Material to process
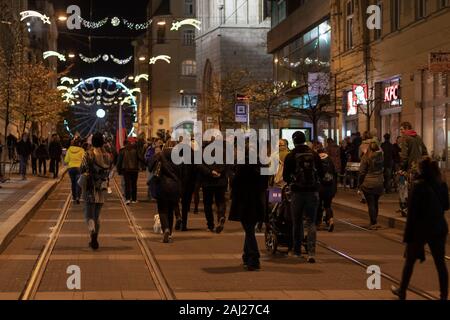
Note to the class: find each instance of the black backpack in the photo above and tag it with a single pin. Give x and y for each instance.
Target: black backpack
(305, 171)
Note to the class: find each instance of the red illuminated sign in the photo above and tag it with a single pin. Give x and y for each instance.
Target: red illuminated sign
(391, 93)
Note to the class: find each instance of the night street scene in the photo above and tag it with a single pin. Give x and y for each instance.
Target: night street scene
(198, 151)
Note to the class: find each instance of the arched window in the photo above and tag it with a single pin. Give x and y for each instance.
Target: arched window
(189, 68)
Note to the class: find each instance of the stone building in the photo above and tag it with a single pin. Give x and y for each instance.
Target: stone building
(391, 63)
(233, 37)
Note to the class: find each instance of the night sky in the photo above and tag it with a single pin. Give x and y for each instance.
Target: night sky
(105, 40)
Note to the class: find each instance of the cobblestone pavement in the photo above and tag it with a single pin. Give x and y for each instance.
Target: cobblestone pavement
(198, 264)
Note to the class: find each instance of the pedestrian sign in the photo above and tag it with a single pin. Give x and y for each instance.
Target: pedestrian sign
(241, 111)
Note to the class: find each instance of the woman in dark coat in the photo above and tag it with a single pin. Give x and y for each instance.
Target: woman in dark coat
(372, 181)
(247, 206)
(168, 187)
(426, 224)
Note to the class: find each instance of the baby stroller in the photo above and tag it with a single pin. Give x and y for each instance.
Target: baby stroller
(278, 224)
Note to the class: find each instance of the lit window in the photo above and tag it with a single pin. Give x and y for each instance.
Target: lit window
(189, 68)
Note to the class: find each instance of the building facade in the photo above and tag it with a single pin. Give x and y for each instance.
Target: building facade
(300, 42)
(233, 37)
(391, 65)
(168, 101)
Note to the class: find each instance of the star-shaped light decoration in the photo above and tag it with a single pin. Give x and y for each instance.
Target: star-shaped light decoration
(165, 58)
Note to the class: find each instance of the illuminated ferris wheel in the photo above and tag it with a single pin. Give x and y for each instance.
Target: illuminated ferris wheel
(95, 105)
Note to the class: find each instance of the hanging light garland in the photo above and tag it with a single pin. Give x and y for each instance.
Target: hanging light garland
(137, 26)
(94, 25)
(89, 60)
(121, 62)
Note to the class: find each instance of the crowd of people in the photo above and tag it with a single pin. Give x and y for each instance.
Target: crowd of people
(309, 174)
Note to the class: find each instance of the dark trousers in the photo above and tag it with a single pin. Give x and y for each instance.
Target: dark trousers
(304, 205)
(54, 167)
(372, 203)
(325, 202)
(131, 178)
(387, 179)
(251, 251)
(74, 174)
(43, 163)
(166, 209)
(34, 166)
(211, 194)
(437, 248)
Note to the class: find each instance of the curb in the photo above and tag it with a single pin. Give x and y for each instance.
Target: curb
(391, 222)
(24, 214)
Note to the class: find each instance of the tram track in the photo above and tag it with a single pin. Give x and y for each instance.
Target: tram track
(36, 275)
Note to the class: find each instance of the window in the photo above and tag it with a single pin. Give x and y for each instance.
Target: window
(395, 15)
(421, 9)
(442, 4)
(161, 34)
(188, 101)
(189, 7)
(189, 68)
(349, 10)
(188, 37)
(378, 32)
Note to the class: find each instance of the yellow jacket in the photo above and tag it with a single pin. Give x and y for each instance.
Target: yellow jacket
(74, 157)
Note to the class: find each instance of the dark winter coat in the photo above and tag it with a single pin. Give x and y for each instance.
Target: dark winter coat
(371, 173)
(128, 160)
(55, 150)
(248, 194)
(426, 212)
(42, 152)
(290, 167)
(169, 181)
(388, 153)
(24, 148)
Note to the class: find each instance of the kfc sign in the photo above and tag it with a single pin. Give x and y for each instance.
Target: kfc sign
(391, 93)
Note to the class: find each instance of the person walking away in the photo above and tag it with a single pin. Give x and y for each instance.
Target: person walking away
(214, 179)
(388, 152)
(248, 192)
(24, 150)
(168, 184)
(42, 156)
(128, 166)
(73, 159)
(55, 153)
(303, 171)
(34, 146)
(327, 192)
(95, 166)
(426, 224)
(371, 181)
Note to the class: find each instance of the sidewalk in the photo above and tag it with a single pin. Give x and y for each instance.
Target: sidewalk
(348, 199)
(18, 201)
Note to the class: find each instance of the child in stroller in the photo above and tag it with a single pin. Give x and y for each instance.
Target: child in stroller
(278, 231)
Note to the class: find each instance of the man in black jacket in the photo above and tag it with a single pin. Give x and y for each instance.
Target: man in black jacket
(303, 171)
(24, 149)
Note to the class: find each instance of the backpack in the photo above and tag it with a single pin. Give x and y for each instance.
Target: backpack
(305, 171)
(328, 178)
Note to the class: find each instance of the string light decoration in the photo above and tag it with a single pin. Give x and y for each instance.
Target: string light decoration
(34, 14)
(67, 79)
(121, 62)
(94, 25)
(187, 22)
(48, 54)
(89, 60)
(137, 26)
(140, 77)
(165, 58)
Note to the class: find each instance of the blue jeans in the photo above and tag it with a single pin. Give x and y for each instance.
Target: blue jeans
(304, 205)
(92, 212)
(23, 165)
(74, 174)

Given request
Leave the pictures out, and print every line of the listing exactly as written.

Right answer
Note to the class: find each instance of the black backpack in the photo above and tag it with a single pin. Give x and y for each instance.
Target: black backpack
(305, 171)
Note to the class: find each instance of the red illuminated sign in the photo above and tag it with a single pin. Give x and y for each instance.
Target: red illuminated sign
(391, 93)
Note to the class: find each instance of the night street scene in the photo above and tag it with a single pin. Give x and y for each instance.
Target: night street scene
(198, 151)
Note to the class: find each instance of the arched window in the photo above and tag it with a single pin. Give x and y for each instance.
Target: arched window
(189, 68)
Note to the class: find each instance of the stone building in the photo above and tag it with a single pin. Give x and y for each instance.
Target: stone building
(391, 63)
(233, 37)
Note to the class: find each instance of the night sky in the photo above and tag it with a single pin. Give x and y for each instance.
Target: night sky
(105, 40)
Note to the class: find each instance of the cobblestone pavement in the photo above and tag it with a single pin. Give x and y for each instance.
Target: cobblestone pavement
(198, 264)
Note to the class: find each instance of the pedestrian sign in the photo above and tag it with a single pin. Give x and y for each instance.
Target: pedestrian sign
(241, 111)
Note to the class: find each instance of the woman in dark coat in the photo above and tag it with a single pin. Give x and y for each instance.
Target: woman in dark coat
(372, 181)
(247, 206)
(168, 187)
(426, 224)
Note to the class: find each instance of the baby stroller in the photo above and tag it with a single pin. Give x and y for each instance.
Target: baby stroller
(278, 224)
Note to the class: find each instance of the lit window in the photo above and tag it with a single pin. Give x and y for each instance.
Target: lit window
(189, 68)
Note to the class: find each instance of the building facade in the photo above and tag it with a single pin. Give x and y for each instance.
Target: building facade
(300, 42)
(233, 37)
(391, 65)
(168, 101)
Note to the class: find each instance of the star-shaped light decoration in the photo above and tag it with a single pin. Give x and y for each instance.
Target: star-shaped light decoration
(165, 58)
Note to the class: find each instance of the illuminated ferris wheel in the photo above and tag it with a single pin. Give x and y for each instance.
Target: illuminated ferris wheel
(95, 105)
Note to the class: find each instance of the hanging light garland in the photo above and tag it with a single pin. Give x and y for each instance.
Target: hanging light garland
(137, 26)
(94, 25)
(89, 60)
(121, 62)
Note to the class: find each instance of the crowd of people in the photo above and tag it with a single pin. Give x and y for each instance.
Target: crowd of people
(309, 174)
Note to the class: find each instance of the dark trousers in the photo above and tag it with a single pin. Give x and y for each instance.
Target: dark trousers
(304, 205)
(54, 167)
(372, 203)
(325, 202)
(131, 178)
(387, 179)
(251, 251)
(74, 174)
(43, 163)
(166, 209)
(34, 166)
(211, 194)
(437, 248)
Note to the class: find each instance of the curb in the photo above and tag it with a single pin. Give x and y for each instance.
Target: curb
(391, 222)
(24, 214)
Note to the class: find each instance of the tram track in the photo above and tag it with a single pin. Give x and y for each instance.
Target: tram track
(36, 275)
Note to the class: find each instance of the window in the photo above and tag it with a single pin. Give x and y for each instance.
Target: window
(395, 15)
(421, 9)
(442, 4)
(161, 34)
(188, 101)
(189, 7)
(189, 68)
(349, 10)
(188, 37)
(378, 32)
Note to the class: find each instance of the yellow jacket in the photo above and tag it with a single pin. Give x and y for each instance.
Target: yellow jacket
(74, 157)
Note to the class: find each instance of the dark winter coat in the photo above and tag it with a single pin. Give x and y for each instance.
Target: dark winter coat
(371, 173)
(128, 160)
(55, 150)
(248, 194)
(426, 212)
(42, 152)
(290, 167)
(169, 181)
(388, 153)
(24, 148)
Note to the class: find each instance of the kfc sign in the photo above and tag it with a single pin. Give x and y for each instance.
Target: kfc sign
(391, 93)
Note to the class: find each instance of the person walking away in the photo above and tag it with a single pin. Give x and y for each instance.
Target: person walking away
(214, 179)
(388, 152)
(248, 192)
(24, 150)
(168, 184)
(42, 156)
(128, 166)
(73, 159)
(55, 153)
(303, 171)
(34, 146)
(327, 192)
(95, 166)
(426, 224)
(371, 181)
Note to the class: find each instance of the sidewalk in the photo above and tag it with a single pin. Give x and y for each instance.
Target: sidewalk
(348, 199)
(18, 201)
Note to the class: find each instance of the child in stroller in the photo above and tag it with a single pin. Give x and y for each instance.
Target: child in stroller
(278, 231)
Note to the class: find each instance of the man in black jacket in the photo above and tag it with a single pin. Give x and y for each instance.
Target: man in black jacket
(303, 171)
(24, 149)
Note to the class: find each instance of the backpack in the photo above and tag it with a single pin. Give x and y for each instance.
Target: backpack
(305, 171)
(328, 178)
Note to the class: find each instance of the string light decoration in the photo above and tag it with a single pin. Give x and y for each instance.
Target: string light decoration
(34, 14)
(67, 79)
(121, 62)
(94, 25)
(187, 22)
(48, 54)
(89, 60)
(137, 26)
(140, 77)
(165, 58)
Note to the class: find each instance of the blue jeans in the photo above and tag it with a single pin. Give x and y for each instance.
Target: blue jeans
(304, 205)
(92, 212)
(23, 165)
(74, 174)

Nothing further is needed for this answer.